(Dataset rows showing where objects appear)
|---|

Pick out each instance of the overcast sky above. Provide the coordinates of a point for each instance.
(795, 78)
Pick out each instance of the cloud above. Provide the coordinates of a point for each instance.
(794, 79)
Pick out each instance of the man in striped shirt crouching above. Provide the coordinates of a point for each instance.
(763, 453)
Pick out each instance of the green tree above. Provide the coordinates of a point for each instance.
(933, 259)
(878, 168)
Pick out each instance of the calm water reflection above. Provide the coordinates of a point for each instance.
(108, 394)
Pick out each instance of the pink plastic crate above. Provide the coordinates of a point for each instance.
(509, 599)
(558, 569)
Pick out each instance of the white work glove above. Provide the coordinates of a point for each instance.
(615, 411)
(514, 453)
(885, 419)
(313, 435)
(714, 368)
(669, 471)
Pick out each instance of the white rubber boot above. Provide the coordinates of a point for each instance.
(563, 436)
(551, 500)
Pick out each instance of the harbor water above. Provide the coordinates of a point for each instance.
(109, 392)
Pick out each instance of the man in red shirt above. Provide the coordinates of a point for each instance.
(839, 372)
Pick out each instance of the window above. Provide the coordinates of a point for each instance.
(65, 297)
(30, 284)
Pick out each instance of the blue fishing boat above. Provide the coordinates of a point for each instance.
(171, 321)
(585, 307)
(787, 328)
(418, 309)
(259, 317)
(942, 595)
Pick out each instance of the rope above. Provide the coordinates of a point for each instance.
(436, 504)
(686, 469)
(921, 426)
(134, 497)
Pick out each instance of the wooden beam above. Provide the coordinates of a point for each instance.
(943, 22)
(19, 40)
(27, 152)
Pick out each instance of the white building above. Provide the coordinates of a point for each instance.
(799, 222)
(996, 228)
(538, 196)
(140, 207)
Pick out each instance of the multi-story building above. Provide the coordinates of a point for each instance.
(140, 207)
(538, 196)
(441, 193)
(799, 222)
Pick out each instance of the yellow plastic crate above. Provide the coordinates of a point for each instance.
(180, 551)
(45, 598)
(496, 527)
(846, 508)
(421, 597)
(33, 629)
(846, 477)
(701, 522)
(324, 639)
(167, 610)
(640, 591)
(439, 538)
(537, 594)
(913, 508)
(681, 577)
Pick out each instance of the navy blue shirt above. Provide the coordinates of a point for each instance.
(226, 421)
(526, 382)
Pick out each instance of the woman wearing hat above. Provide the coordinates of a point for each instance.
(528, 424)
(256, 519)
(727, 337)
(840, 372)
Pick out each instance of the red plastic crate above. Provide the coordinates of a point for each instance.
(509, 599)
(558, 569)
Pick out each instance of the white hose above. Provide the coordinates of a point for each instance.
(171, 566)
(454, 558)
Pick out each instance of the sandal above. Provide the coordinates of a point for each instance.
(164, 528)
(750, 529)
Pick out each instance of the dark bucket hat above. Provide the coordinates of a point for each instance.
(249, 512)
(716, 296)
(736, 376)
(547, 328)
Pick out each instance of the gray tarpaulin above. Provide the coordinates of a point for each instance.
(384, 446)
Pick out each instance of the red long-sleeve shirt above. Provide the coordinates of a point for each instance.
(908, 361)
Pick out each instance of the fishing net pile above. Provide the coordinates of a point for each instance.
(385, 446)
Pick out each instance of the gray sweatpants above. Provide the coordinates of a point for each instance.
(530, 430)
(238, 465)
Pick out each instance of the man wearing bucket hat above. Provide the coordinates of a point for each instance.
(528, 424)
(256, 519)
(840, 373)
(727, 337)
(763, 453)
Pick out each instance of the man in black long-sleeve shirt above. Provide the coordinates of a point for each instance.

|---|

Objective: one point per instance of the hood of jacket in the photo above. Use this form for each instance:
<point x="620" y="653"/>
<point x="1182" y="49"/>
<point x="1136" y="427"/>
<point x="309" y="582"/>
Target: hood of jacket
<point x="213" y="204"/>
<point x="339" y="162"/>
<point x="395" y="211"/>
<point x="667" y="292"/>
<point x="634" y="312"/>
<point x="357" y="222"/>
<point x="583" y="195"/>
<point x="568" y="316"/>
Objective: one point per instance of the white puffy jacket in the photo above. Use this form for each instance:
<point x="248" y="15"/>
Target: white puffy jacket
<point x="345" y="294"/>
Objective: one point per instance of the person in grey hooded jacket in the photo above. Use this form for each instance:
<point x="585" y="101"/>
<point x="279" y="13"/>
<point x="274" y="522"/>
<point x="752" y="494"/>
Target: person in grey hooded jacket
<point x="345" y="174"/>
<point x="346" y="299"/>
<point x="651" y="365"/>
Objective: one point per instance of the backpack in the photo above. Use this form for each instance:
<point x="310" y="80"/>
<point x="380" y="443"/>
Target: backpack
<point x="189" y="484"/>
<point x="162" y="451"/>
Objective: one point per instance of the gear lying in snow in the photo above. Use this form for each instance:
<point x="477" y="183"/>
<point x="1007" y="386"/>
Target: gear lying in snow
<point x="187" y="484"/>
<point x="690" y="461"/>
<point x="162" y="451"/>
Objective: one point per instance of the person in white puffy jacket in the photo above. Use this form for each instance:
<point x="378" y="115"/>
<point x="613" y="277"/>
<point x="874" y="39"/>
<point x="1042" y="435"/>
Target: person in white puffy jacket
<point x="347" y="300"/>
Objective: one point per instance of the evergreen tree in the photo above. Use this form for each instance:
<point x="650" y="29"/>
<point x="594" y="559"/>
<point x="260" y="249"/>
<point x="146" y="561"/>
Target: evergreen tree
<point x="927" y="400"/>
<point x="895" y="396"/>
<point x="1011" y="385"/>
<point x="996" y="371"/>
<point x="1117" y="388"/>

|---|

--- Requirements ---
Show every line in the listing above that contains the word "building".

--- Correct response ---
Pick out each instance of the white building above. Provide the coordinates of a point for each instance.
Pick out each instance of the multi-story building above. Provide the coordinates of a point for each instance.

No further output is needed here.